(Location labeling records)
○ ○ ○ ○ ○
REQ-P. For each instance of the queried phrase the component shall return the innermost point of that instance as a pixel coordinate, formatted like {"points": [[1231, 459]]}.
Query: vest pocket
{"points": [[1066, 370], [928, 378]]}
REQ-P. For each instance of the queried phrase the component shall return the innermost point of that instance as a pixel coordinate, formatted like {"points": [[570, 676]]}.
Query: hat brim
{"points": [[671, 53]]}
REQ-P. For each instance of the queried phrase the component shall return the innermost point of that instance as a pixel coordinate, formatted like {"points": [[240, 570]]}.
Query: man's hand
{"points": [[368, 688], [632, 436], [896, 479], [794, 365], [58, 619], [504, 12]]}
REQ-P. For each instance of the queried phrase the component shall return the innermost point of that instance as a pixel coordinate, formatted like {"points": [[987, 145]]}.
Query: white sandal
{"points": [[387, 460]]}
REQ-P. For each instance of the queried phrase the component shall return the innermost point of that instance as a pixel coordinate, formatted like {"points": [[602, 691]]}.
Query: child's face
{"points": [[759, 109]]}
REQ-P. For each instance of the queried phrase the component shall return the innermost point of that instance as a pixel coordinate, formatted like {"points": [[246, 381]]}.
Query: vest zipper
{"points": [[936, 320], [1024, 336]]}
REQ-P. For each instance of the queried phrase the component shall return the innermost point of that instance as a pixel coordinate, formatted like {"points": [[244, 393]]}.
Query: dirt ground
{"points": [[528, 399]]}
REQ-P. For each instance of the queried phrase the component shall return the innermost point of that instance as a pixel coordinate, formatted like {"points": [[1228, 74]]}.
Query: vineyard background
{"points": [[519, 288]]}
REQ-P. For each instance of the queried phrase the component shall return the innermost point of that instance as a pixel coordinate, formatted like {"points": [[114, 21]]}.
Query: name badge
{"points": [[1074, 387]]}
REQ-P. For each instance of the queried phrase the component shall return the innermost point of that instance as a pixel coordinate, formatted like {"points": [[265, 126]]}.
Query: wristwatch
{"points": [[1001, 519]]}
○ ○ ○ ○ ○
Reproduce the records in full, exactly as written.

> Response to the exercise
REQ-P. For each instance of the queried phrase the component shall return the innermost point of that instance as a pixel coordinate, formatted like {"points": [[1231, 459]]}.
Query: vest pocket
{"points": [[1066, 370], [928, 378]]}
REQ-P. For each instance of the queried phrase the component shall return the innermost point of that instance as a pixel coordinate, formatted like {"points": [[570, 676]]}.
Query: hat brim
{"points": [[671, 53]]}
REQ-P. For each instance of the queried phrase the component shall return the innermost point of that instance as a pixel coordinate, formatted like {"points": [[240, 570]]}.
Query: man's hand
{"points": [[368, 688], [632, 436], [896, 479], [794, 365], [58, 619], [504, 12]]}
REQ-P. For each instance of the queried phrase the component shall return the innermost point of that instance as a pixel coordinate, formatted like {"points": [[987, 145]]}.
Query: white sandal
{"points": [[387, 460]]}
REQ-P. For each instance of the queried phrase the component shall return the innermost point of that instance as a pixel coordinate, formatted like {"points": [[602, 691]]}.
Query: child's face
{"points": [[759, 109]]}
REQ-P. For each instance of the queried phrase the component shall return the innermost point of that instance as a pixel coordinate, formatted like {"points": [[246, 381]]}.
Query: vest zipper
{"points": [[936, 320], [1024, 336]]}
REQ-P. For each instance of the queried phrase the component shall return the innermost point of that instance as a pixel coordinate, formatted like {"points": [[244, 393]]}.
Query: dirt ground
{"points": [[528, 399]]}
REQ-P. For each instance of the queried phrase the component shall return the innermost point of that instance as a pixel coordinate, formatted like {"points": [[1228, 74]]}.
Query: vineyard background
{"points": [[519, 288]]}
REQ-P. For each instance of the queried phrase the component shall return the innermost point of that instance as a pixel coordinate, formatted like {"points": [[114, 21]]}.
Query: name badge
{"points": [[1074, 387]]}
REQ-P. For each instance of the queried phrase the component shall return the innermost point of that instance as a pixel coordinate, formatted like {"points": [[265, 126]]}.
Query: wristwatch
{"points": [[1001, 519]]}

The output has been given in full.